• **GIVEN TEXT**
———
Renata Gomes is a cardiovascular specialist who focusses her work on the use of molecular biology, imaging and nanotechnology applications for regeneration purposes. She is a professor of Veteran's Health and Biomedical Research and has also worked as a CEO of two health charities.

==Early life and education==
Renata Gomes (born in 1985) was born in Barcelos, Portugal. At a young age she was dissecting birds that had been shot by hunters in her village. In her choice of career, she was also influenced by an uncle who was a forensic doctor at the Institute of Legal Medicine at the University of Minho in the northern Portuguese town of Braga. Her academic training was in the United Kingdom, where she received a Forensic Medicine and Forensic Sciences Degree from the University of Bradford, before doing post-graduate research and training in Cardiovascular Biochemistry and Medicine at University College London and an international PhD on Cardiovascular Regeneration and Nanotechnology with University of Coimbra in Portugal, the University of Oxford and the University of Eastern Finland (Kupio). Her work with the Universities of Coimbra, Oxford and Kupio on a nanoparticle that can contribute to cardiovascular regeneration placed her first in the 2011 Science-Image Competition organised by the British Heart Foundation.
———
• **APPLY WHAT YOU READ**
• 1. Answer these questions from the Renata Gomes biography:
(a) What professorship does she hold?
(b) In what town and country was she born?
(c) Which organization ran the 2011 Science-Image Competition?
• 2. Pick up the Renata Gomes biography after its final sentence and write the next passage.
———
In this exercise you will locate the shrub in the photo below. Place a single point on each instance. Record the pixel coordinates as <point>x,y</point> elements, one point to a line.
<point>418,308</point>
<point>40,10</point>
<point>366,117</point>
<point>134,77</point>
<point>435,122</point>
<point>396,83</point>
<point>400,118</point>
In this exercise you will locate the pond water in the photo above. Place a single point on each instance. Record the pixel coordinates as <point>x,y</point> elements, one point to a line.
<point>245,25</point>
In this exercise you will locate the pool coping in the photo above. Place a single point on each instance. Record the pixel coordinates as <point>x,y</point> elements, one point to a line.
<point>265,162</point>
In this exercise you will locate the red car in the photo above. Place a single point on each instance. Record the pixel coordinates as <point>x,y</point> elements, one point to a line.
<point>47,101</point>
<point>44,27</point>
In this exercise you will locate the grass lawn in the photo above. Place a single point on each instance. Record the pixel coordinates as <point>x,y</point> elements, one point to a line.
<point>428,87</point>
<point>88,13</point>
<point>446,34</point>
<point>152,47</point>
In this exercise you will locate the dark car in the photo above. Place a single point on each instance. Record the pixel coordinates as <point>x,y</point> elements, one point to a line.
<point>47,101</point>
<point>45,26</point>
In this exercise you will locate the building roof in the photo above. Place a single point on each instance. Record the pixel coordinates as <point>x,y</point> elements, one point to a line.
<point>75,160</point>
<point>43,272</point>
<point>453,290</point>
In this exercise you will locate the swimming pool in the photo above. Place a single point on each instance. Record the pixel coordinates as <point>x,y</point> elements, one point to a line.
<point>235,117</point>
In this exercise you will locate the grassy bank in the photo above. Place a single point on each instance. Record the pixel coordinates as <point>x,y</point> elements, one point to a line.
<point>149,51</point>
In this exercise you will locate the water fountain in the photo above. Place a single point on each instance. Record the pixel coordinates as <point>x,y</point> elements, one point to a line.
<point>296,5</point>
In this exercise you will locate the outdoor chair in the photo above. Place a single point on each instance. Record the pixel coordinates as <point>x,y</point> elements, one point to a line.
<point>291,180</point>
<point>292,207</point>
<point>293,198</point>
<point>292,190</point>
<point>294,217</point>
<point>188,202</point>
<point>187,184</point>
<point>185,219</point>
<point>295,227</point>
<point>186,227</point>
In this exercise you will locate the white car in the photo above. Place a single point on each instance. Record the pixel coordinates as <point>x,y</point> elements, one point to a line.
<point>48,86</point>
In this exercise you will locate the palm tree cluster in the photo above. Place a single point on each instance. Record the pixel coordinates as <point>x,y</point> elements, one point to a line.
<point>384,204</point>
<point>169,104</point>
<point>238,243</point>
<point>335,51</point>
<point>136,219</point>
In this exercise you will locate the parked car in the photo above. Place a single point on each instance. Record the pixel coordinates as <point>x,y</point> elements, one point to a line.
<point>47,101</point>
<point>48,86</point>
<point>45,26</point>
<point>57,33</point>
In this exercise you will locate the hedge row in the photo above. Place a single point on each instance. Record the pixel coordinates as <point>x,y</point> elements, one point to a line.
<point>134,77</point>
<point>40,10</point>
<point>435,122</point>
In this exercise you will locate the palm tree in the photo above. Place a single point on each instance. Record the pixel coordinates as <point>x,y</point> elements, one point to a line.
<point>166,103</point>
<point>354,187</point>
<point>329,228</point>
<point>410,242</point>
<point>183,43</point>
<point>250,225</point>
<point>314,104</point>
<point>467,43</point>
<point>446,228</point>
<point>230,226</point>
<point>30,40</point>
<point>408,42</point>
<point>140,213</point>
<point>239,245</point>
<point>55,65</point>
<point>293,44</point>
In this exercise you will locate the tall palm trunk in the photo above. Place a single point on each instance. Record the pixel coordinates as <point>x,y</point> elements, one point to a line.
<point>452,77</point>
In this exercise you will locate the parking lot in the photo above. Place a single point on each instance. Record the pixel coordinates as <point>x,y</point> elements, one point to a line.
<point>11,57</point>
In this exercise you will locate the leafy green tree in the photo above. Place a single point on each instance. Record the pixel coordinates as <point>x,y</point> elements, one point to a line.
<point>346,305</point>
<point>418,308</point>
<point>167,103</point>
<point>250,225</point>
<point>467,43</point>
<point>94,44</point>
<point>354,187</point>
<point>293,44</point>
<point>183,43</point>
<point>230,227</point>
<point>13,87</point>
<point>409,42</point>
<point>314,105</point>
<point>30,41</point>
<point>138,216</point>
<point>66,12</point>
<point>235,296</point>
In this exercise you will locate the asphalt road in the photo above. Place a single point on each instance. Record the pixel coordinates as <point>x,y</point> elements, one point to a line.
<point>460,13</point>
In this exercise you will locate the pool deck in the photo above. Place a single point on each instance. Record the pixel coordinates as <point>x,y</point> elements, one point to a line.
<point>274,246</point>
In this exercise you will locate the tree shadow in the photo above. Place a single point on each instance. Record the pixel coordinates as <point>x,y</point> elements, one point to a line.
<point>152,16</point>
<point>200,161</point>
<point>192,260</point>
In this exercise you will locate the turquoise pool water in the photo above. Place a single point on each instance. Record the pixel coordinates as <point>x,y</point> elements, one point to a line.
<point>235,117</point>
———
• **ANSWERS TO THE EXERCISES**
• 1.
(a) Professor of Veteran's Health and Biomedical Research
(b) Barcelos, Portugal
(c) The British Heart Foundation

• 2.
==Career==
Among the people with whom she has worked was the Nobel Prize winner, Professor Oliver Smithies. In Bradford, she worked over the holidays with Professor Karin Schallreuter on plastic surgery. While working with Professor Lino Ferreira at the Centre for Neuroscience and Cell Biology at Coimbra University, they had an idea to combine stem cell technology with nanotechnology. The research took place between 2008 and 2012. After the results were published, Gomes was nominated for and won the Science, Engineering and Technology for Britain 2012 award, given annually by the British Parliament. In 2013 her home town of Barcelos awarded her the title of Professional of the Year.

Part of her time is devoted to community and humanitarian causes. She has worked with the Small Scientists Network, based in her home town of Barcelos, which is aimed at promoting scientific curiosity among young people. Although having been treated for cancer, Gomes ran the London Marathon to raise money for the British Heart Foundation. While on a visit to Israel she contributed to a vaccination campaign among Bedouins. In Israel she met Henrique Cymerman, an Israeli journalist of Portuguese descent, with whom she decided to set up a Task Force called Knowledge for the Benefit of Mankind, to bring together religious leaders of various faiths and other influential thinkers and young people, to find realistic solutions in favour of peace.

Based in London, she then worked as Head of Research and Innovation for the charity Blind Veterans UK (formerly St Dunstan's), seeking to find regenerative-medicine solutions to benefit blind veterans. In 2020 she became its Chief Scientific Officer, before the Directorate became BRAVO VICTOR.

In February 2024, Police Care UK, a UK based charity to assist police officers who have come to harm through their policing duties, appointed Gomes as CEO.